■ Problem statement ■
Can you rewrite the rows below with each "Habitat-census task" changed to "Scene-labeling task" and everything else left as it is?

········

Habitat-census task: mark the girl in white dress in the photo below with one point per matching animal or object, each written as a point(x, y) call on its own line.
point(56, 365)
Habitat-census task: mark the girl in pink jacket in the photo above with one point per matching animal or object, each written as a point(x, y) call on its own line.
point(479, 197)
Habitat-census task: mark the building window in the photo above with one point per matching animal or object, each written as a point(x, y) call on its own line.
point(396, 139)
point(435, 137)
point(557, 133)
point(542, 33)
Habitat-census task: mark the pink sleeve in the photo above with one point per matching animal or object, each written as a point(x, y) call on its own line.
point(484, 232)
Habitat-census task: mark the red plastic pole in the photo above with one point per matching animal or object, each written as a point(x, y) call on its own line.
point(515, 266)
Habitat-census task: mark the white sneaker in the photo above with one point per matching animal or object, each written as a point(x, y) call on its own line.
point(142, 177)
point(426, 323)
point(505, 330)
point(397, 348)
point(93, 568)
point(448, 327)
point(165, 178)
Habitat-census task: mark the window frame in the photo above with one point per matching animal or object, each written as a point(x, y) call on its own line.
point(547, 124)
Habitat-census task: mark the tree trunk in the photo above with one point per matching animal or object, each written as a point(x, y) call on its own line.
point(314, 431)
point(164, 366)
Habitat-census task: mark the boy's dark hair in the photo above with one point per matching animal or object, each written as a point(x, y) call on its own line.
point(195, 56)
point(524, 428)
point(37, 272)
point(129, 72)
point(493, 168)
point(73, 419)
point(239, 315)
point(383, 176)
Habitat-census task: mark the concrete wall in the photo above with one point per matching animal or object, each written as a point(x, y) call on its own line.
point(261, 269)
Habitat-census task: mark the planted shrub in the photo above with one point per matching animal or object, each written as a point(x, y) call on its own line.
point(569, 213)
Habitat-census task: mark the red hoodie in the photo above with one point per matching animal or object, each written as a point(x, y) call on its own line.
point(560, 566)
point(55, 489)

········

■ Written response ■
Scene-labeling task: mark the girl in white dress in the photo below with one point per matching animal or object, each written as a point(x, y) call on its own line.
point(56, 365)
Scene-labeling task: mark the girl in pink jacket in the photo above with one point per matching animal or object, each written as a point(x, y) call on its own line.
point(479, 197)
Scene-labeling task: mark the building window in the photo above with one point per matching animal or object, each written as a point(x, y) call on its own line.
point(396, 139)
point(435, 137)
point(557, 133)
point(542, 33)
Scene-labeling task: mark the pink sleeve in the photo above with one point per matching animal or object, each written as a point(x, y) call on its own line.
point(484, 232)
Scene-labeling task: mark the red plastic pole in the photo above with one point per matching animal or object, each written as a point(x, y) call on its own line.
point(515, 266)
Scene-labeling task: mark the white sneaker in the photo above with one point per matching animal or object, each written as a point(x, y) call on its own line.
point(142, 177)
point(426, 323)
point(505, 330)
point(397, 348)
point(93, 568)
point(448, 327)
point(165, 178)
Scene-labeling task: mark the window frame in the photo above with one point per matching animal or object, each written as a point(x, y) call on its own line.
point(547, 124)
Scene-labeling task: mark the tree trunk in the photo above with one point per matching animal or object, each written as a point(x, y) call on its own line.
point(314, 431)
point(164, 366)
Scene-labeling task: mark the boy's dark hair in the photo above with one point per matching animal or object, each written as a point(x, y) call on its own line.
point(195, 56)
point(524, 428)
point(37, 272)
point(129, 72)
point(493, 168)
point(73, 419)
point(239, 315)
point(383, 176)
Scene-labeling task: mark the concrete wall in the photo above with one point per matching animal or object, each written as a point(x, y) call on its own line.
point(261, 269)
Scene-labeling task: mark the planted shrub in the photo above with one point per matching animal or object, each written as a point(x, y) call on its own line.
point(569, 213)
Scene-labeling task: mark the red hoodie in the photo above with one point per matching animal or object, each written as a point(x, y) call on its own line.
point(560, 566)
point(55, 489)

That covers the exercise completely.